(Given problem): Return every line of the material below that contains the word "instance".

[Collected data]

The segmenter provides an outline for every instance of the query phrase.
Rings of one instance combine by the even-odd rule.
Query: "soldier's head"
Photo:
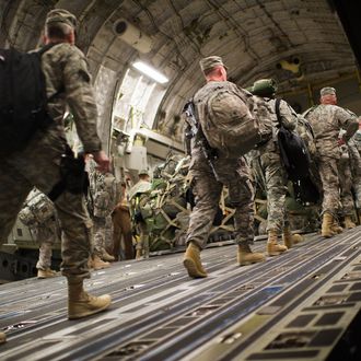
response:
[[[221,57],[202,58],[199,66],[207,81],[226,81],[226,67]]]
[[[138,177],[139,177],[140,180],[147,180],[147,182],[150,180],[150,175],[149,175],[149,172],[147,170],[139,171]]]
[[[54,9],[45,20],[44,42],[75,43],[77,18],[65,9]]]
[[[277,89],[278,86],[275,79],[259,79],[254,82],[251,93],[263,97],[273,98]]]
[[[331,86],[326,86],[323,88],[319,91],[319,103],[321,104],[331,104],[331,105],[336,105],[337,104],[337,96],[336,96],[336,90],[335,88]]]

(Solution to this problem):
The segmenter provides an outline for every instance of the query phrase.
Rings of one instance combine by the even-odd rule.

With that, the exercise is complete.